- Document segment
----
My understanding is that the dependency is definitely in lib/, but
still isn't working. That was my experience too. So I am not sure if
it's a question of having the right thing in there?

I'm maybe being dense but what is the way forward then? I have one
answer on the table FWIW.

On Mon, May 9, 2011 at 2:30 PM, Benson Margulies <bi...@gmail.com> wrote:
> I see no reason to stop using the 'lib/' convention in our jobs.
>
> There are apparently plenty of people out there who don't know
> anything about the distributed cache. If we require it's use to run
> simple jobs, we're going to be up to our ears in support email.
>
> I favor the following strategy:
>
> 1) Make sure that the split between 'libs/' and unpacked classes in
> our job jars is *correct* so that all the operations of the mahout
> command work out of the box.
>
> 2) post 0.5, act on the proposed refactoring so that none of our code
> is calling setJarFromClass in a way that forces users to do complex
> re-shading for themselves. That's the 'bean' proposal, in which each
> of our jobs is a bean, and a user who wants to combine ours and theirs
> can make their own call to setJar/setJarFromClass appropriately.
>

Re: The perennial "Error: java.lang.ClassNotFoundException: org.apache.mahout.math.Vector" problem

Posted by Benson Margulies <bi...@gmail.com>.
I see no reason to stop using the 'lib/' convention in our jobs.

There are apparently plenty of people out there who don't know
anything about the distributed cache. If we require it's use to run
simple jobs, we're going to be up to our ears in support email.

I favor the following strategy:

1) Make sure that the split between 'libs/' and unpacked classes in
our job jars is *correct* so that all the operations of the mahout
command work out of the box.
----
Print the passage from the Mahout class-loading thread word for word, starting at "My understanding is" and ending at "thing in there?".
----
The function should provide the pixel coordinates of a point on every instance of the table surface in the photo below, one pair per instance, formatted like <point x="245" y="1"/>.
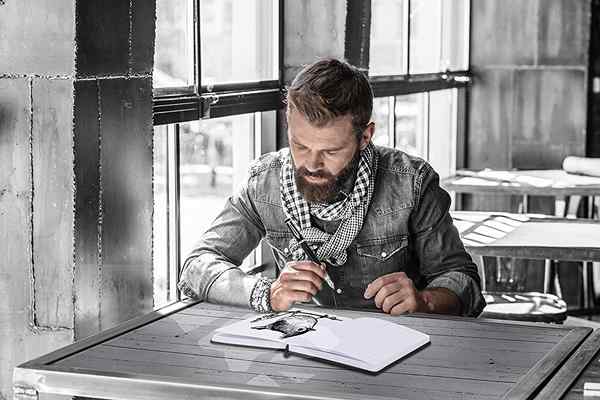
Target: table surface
<point x="168" y="353"/>
<point x="554" y="182"/>
<point x="528" y="235"/>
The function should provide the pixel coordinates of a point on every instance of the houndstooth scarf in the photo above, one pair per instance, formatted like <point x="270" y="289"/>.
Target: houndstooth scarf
<point x="351" y="211"/>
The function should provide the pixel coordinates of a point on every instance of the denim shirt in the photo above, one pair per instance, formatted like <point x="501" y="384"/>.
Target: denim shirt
<point x="407" y="228"/>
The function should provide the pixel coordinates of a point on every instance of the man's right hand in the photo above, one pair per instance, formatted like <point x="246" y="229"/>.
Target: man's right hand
<point x="297" y="282"/>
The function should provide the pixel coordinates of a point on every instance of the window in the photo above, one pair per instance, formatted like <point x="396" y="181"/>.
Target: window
<point x="216" y="86"/>
<point x="418" y="67"/>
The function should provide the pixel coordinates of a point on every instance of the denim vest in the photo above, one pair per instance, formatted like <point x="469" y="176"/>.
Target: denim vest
<point x="407" y="228"/>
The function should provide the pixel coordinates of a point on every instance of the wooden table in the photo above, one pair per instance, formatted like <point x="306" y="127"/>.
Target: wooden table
<point x="583" y="366"/>
<point x="557" y="183"/>
<point x="531" y="236"/>
<point x="168" y="354"/>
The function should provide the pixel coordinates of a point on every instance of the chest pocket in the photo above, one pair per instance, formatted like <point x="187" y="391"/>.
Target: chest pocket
<point x="383" y="250"/>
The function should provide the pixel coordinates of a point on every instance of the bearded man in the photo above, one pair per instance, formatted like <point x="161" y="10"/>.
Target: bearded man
<point x="375" y="217"/>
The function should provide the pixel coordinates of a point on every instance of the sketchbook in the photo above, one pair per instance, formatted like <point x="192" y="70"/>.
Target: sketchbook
<point x="368" y="343"/>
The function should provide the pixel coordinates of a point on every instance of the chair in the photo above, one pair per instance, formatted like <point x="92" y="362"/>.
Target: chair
<point x="525" y="306"/>
<point x="521" y="306"/>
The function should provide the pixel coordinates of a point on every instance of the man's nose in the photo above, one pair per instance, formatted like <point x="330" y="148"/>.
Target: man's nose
<point x="314" y="162"/>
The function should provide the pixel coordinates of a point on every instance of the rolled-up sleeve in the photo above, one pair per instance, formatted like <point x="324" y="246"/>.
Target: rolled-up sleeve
<point x="212" y="270"/>
<point x="443" y="260"/>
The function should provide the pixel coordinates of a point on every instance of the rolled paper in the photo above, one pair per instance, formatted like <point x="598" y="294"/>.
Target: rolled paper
<point x="582" y="165"/>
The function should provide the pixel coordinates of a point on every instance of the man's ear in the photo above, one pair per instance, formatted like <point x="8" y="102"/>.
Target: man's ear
<point x="367" y="135"/>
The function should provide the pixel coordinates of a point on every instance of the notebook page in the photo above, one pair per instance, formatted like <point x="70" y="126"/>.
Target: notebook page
<point x="242" y="334"/>
<point x="373" y="341"/>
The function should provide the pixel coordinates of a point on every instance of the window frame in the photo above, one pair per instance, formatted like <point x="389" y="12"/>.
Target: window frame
<point x="172" y="106"/>
<point x="183" y="104"/>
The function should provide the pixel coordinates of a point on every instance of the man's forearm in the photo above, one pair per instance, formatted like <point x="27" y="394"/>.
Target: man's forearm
<point x="441" y="301"/>
<point x="232" y="287"/>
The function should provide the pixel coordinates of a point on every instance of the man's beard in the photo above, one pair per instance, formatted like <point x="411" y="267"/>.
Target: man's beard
<point x="329" y="190"/>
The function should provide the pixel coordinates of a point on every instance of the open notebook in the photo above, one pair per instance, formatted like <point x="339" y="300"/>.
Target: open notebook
<point x="366" y="343"/>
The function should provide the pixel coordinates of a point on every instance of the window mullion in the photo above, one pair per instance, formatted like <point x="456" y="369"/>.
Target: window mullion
<point x="173" y="211"/>
<point x="407" y="24"/>
<point x="392" y="120"/>
<point x="198" y="47"/>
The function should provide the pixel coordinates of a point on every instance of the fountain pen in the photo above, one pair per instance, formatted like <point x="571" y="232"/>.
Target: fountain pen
<point x="309" y="252"/>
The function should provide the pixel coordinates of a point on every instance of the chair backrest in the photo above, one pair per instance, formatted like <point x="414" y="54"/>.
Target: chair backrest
<point x="525" y="306"/>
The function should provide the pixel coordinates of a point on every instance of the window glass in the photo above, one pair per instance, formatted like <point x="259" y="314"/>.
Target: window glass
<point x="455" y="34"/>
<point x="425" y="36"/>
<point x="160" y="255"/>
<point x="238" y="40"/>
<point x="174" y="51"/>
<point x="387" y="53"/>
<point x="210" y="155"/>
<point x="381" y="116"/>
<point x="442" y="130"/>
<point x="411" y="124"/>
<point x="438" y="35"/>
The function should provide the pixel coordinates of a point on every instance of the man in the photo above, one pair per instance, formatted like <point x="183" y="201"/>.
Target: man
<point x="375" y="217"/>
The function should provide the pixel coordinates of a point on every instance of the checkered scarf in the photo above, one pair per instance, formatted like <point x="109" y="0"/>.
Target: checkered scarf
<point x="351" y="211"/>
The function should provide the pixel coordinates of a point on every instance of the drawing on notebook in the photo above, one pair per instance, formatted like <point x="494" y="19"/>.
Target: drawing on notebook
<point x="292" y="323"/>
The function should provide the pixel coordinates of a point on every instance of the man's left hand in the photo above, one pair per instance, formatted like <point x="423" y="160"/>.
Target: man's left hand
<point x="396" y="294"/>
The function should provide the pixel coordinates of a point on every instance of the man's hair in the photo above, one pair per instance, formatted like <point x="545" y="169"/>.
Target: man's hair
<point x="330" y="88"/>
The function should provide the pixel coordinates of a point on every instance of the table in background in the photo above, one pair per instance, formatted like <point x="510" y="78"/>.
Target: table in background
<point x="555" y="183"/>
<point x="530" y="236"/>
<point x="168" y="354"/>
<point x="567" y="190"/>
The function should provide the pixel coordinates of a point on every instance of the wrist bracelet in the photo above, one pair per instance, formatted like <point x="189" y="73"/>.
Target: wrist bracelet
<point x="260" y="298"/>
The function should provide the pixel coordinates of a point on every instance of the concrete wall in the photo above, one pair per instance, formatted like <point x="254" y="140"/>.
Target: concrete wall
<point x="36" y="180"/>
<point x="75" y="172"/>
<point x="527" y="106"/>
<point x="312" y="30"/>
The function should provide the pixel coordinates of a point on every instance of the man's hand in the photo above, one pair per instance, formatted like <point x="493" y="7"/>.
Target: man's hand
<point x="297" y="282"/>
<point x="396" y="294"/>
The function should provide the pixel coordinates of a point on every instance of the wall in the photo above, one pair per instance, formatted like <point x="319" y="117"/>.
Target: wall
<point x="527" y="105"/>
<point x="312" y="30"/>
<point x="75" y="172"/>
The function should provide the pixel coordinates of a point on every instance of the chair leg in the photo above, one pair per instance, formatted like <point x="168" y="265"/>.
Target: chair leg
<point x="560" y="206"/>
<point x="557" y="288"/>
<point x="478" y="260"/>
<point x="547" y="275"/>
<point x="573" y="206"/>
<point x="585" y="284"/>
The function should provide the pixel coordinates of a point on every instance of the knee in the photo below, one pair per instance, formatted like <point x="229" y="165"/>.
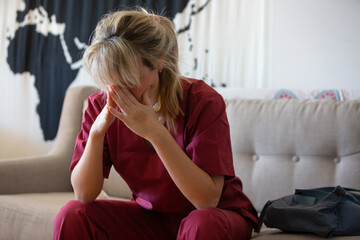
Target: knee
<point x="203" y="224"/>
<point x="71" y="211"/>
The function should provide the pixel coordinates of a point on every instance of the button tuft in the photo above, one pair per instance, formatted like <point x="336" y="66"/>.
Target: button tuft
<point x="295" y="159"/>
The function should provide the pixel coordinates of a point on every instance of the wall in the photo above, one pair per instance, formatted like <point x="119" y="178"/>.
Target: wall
<point x="314" y="44"/>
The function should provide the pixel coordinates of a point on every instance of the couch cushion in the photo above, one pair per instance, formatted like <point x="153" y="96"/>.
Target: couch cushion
<point x="29" y="216"/>
<point x="280" y="145"/>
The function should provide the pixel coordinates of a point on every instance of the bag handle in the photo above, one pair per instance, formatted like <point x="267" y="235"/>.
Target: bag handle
<point x="316" y="193"/>
<point x="311" y="196"/>
<point x="262" y="215"/>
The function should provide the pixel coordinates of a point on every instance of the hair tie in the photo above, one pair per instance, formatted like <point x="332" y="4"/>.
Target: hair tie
<point x="157" y="18"/>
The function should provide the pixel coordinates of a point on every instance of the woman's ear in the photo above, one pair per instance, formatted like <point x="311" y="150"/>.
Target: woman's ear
<point x="161" y="64"/>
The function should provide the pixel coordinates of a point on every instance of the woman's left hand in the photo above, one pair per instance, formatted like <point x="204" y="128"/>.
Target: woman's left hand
<point x="140" y="117"/>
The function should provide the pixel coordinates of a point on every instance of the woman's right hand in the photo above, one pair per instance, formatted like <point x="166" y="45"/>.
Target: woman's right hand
<point x="104" y="119"/>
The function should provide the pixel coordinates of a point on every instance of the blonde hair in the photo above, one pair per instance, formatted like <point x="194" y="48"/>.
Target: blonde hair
<point x="124" y="40"/>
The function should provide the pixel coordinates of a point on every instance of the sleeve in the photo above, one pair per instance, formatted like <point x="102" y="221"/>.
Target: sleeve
<point x="208" y="134"/>
<point x="96" y="102"/>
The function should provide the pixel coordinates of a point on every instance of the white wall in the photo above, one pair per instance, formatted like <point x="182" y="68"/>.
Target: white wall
<point x="314" y="44"/>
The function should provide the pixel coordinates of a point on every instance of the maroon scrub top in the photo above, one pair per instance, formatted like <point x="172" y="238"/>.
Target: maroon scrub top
<point x="203" y="134"/>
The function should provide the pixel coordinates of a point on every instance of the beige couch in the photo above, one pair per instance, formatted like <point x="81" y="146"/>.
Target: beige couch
<point x="278" y="145"/>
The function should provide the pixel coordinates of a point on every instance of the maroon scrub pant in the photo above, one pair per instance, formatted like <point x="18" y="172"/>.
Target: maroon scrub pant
<point x="111" y="219"/>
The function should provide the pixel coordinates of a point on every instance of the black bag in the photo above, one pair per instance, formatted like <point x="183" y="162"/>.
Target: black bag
<point x="325" y="211"/>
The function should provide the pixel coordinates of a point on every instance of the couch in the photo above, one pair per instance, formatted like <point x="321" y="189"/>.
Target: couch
<point x="281" y="140"/>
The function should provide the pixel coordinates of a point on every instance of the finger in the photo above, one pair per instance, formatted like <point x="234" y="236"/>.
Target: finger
<point x="110" y="101"/>
<point x="119" y="101"/>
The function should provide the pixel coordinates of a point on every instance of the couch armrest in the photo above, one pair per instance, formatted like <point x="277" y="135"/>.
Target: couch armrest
<point x="46" y="173"/>
<point x="50" y="172"/>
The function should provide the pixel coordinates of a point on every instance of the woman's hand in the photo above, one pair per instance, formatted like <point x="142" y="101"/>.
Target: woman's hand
<point x="104" y="119"/>
<point x="140" y="117"/>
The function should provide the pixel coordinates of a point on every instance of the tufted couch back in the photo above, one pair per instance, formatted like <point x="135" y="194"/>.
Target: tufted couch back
<point x="280" y="145"/>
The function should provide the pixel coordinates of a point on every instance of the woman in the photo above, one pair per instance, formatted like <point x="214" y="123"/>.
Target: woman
<point x="167" y="136"/>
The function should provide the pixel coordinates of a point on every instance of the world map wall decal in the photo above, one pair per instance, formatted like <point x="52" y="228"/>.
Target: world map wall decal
<point x="49" y="40"/>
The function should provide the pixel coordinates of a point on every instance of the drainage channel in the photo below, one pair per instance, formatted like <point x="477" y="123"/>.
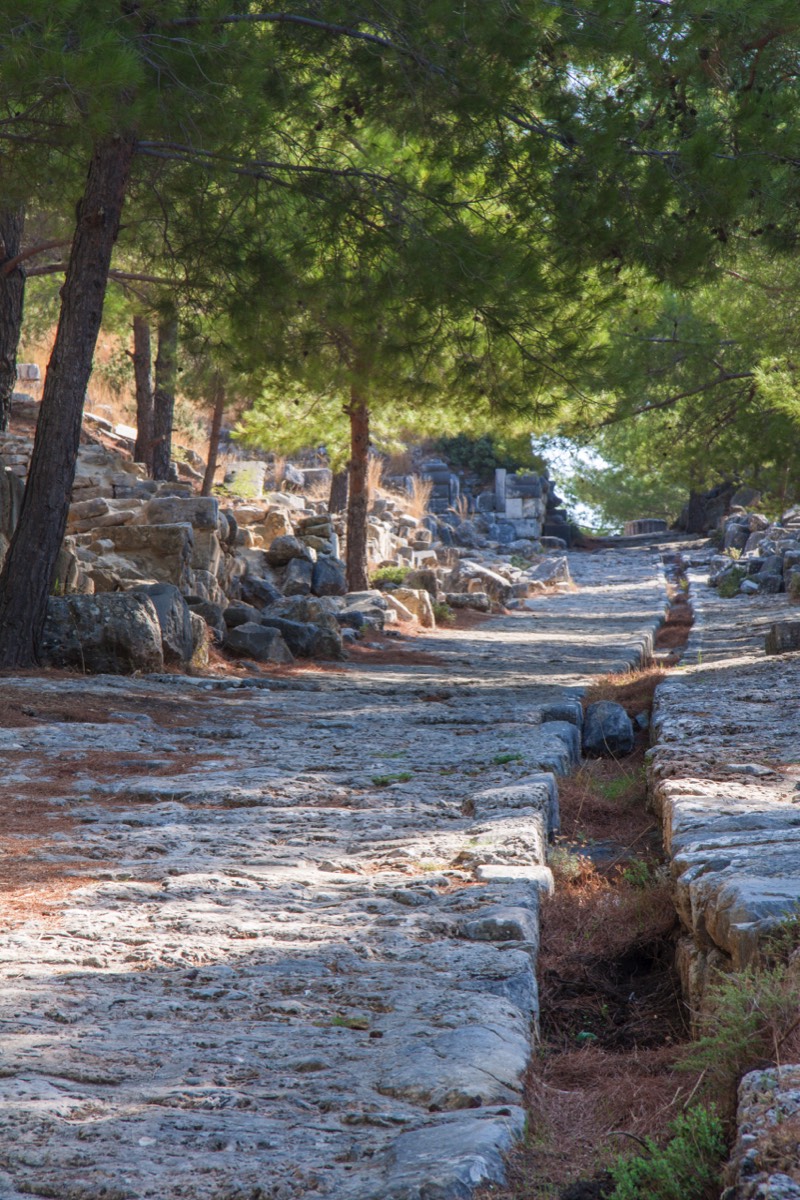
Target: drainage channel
<point x="609" y="1079"/>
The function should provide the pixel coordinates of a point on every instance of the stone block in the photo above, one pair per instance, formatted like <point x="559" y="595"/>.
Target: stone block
<point x="199" y="511"/>
<point x="607" y="730"/>
<point x="108" y="634"/>
<point x="782" y="637"/>
<point x="259" y="642"/>
<point x="161" y="552"/>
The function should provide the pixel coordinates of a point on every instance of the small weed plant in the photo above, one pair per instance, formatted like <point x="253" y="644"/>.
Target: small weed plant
<point x="638" y="874"/>
<point x="728" y="586"/>
<point x="686" y="1168"/>
<point x="395" y="575"/>
<point x="750" y="1020"/>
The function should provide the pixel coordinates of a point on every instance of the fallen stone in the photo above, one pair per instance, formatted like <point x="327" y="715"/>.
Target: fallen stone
<point x="607" y="730"/>
<point x="307" y="641"/>
<point x="239" y="613"/>
<point x="417" y="601"/>
<point x="174" y="618"/>
<point x="115" y="633"/>
<point x="259" y="642"/>
<point x="258" y="592"/>
<point x="199" y="511"/>
<point x="782" y="637"/>
<point x="476" y="600"/>
<point x="449" y="1159"/>
<point x="212" y="615"/>
<point x="287" y="547"/>
<point x="296" y="580"/>
<point x="329" y="577"/>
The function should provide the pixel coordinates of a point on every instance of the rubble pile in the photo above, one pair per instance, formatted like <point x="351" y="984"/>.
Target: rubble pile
<point x="758" y="556"/>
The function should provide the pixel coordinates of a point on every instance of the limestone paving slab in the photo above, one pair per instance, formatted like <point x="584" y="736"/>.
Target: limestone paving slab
<point x="726" y="779"/>
<point x="280" y="958"/>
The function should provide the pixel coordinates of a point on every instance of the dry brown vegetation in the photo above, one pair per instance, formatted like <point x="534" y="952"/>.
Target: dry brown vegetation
<point x="609" y="1065"/>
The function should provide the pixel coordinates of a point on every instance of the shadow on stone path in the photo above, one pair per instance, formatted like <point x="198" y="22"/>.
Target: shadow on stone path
<point x="290" y="966"/>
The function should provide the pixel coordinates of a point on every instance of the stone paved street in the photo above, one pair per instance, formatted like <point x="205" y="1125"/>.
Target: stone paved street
<point x="254" y="947"/>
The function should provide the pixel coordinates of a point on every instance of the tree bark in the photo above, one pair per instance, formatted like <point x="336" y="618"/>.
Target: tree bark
<point x="29" y="569"/>
<point x="12" y="294"/>
<point x="359" y="502"/>
<point x="163" y="400"/>
<point x="143" y="377"/>
<point x="337" y="501"/>
<point x="220" y="397"/>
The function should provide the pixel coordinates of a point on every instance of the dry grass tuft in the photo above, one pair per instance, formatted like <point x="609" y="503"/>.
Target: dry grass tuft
<point x="631" y="689"/>
<point x="420" y="496"/>
<point x="374" y="477"/>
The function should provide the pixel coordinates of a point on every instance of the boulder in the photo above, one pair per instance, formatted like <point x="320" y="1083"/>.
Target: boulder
<point x="329" y="577"/>
<point x="258" y="592"/>
<point x="607" y="730"/>
<point x="115" y="633"/>
<point x="552" y="570"/>
<point x="211" y="613"/>
<point x="200" y="642"/>
<point x="287" y="547"/>
<point x="260" y="642"/>
<point x="423" y="577"/>
<point x="239" y="613"/>
<point x="199" y="511"/>
<point x="476" y="600"/>
<point x="299" y="574"/>
<point x="308" y="641"/>
<point x="160" y="552"/>
<point x="782" y="636"/>
<point x="174" y="619"/>
<point x="397" y="606"/>
<point x="275" y="525"/>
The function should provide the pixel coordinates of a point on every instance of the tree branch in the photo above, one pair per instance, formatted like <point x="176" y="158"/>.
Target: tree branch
<point x="13" y="263"/>
<point x="673" y="400"/>
<point x="326" y="27"/>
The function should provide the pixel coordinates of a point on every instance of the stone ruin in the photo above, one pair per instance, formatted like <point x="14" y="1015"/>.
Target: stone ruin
<point x="151" y="574"/>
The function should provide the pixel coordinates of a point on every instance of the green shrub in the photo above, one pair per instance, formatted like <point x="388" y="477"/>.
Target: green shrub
<point x="685" y="1169"/>
<point x="389" y="575"/>
<point x="728" y="586"/>
<point x="746" y="1020"/>
<point x="485" y="454"/>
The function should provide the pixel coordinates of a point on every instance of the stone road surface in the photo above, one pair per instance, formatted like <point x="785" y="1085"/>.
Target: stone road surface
<point x="725" y="777"/>
<point x="276" y="958"/>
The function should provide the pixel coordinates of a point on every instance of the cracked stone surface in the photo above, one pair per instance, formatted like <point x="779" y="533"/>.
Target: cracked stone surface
<point x="278" y="957"/>
<point x="726" y="779"/>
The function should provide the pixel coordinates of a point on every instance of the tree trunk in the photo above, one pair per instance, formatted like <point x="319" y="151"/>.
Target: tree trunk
<point x="337" y="501"/>
<point x="220" y="397"/>
<point x="12" y="294"/>
<point x="163" y="401"/>
<point x="29" y="569"/>
<point x="359" y="501"/>
<point x="143" y="377"/>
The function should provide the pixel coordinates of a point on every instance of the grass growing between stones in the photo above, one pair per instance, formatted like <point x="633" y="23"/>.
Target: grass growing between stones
<point x="613" y="1107"/>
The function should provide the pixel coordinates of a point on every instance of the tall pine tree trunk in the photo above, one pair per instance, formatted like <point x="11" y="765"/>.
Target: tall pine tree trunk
<point x="28" y="573"/>
<point x="143" y="377"/>
<point x="359" y="501"/>
<point x="337" y="499"/>
<point x="163" y="401"/>
<point x="12" y="293"/>
<point x="214" y="437"/>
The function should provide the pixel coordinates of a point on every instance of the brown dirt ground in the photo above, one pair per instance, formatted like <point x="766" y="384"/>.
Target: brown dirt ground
<point x="613" y="1023"/>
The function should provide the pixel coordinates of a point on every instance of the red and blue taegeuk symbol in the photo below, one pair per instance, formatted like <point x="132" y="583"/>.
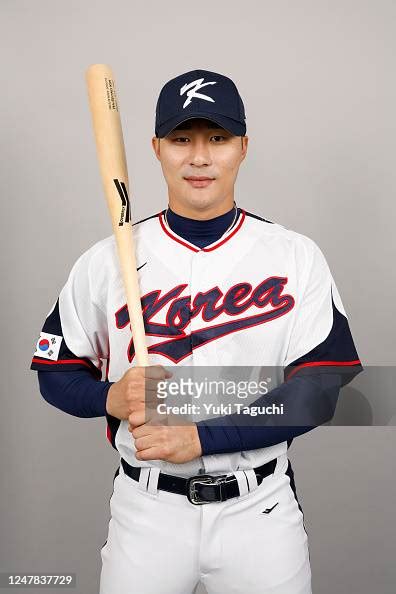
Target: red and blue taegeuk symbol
<point x="43" y="344"/>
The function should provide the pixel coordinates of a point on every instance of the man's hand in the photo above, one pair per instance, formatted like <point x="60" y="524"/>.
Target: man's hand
<point x="156" y="441"/>
<point x="135" y="390"/>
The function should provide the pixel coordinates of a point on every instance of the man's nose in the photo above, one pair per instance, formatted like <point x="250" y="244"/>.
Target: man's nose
<point x="200" y="153"/>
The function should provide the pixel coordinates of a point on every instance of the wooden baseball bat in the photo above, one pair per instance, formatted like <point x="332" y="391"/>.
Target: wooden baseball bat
<point x="110" y="148"/>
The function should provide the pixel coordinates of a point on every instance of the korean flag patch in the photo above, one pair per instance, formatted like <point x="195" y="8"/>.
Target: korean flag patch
<point x="48" y="346"/>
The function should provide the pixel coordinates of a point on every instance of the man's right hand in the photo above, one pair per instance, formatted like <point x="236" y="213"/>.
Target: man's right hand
<point x="137" y="387"/>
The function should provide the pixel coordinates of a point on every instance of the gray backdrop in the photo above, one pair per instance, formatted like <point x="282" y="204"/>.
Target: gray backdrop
<point x="318" y="85"/>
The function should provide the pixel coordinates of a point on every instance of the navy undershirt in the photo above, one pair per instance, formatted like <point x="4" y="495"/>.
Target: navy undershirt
<point x="80" y="394"/>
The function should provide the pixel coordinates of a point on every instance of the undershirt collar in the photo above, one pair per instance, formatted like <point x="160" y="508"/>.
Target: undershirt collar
<point x="200" y="233"/>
----
- Solution for this problem
My understanding is that the dependency is definitely in lib/, but
still isn't working. That was my experience too. So I am not sure if
it's a question of having the right thing in there?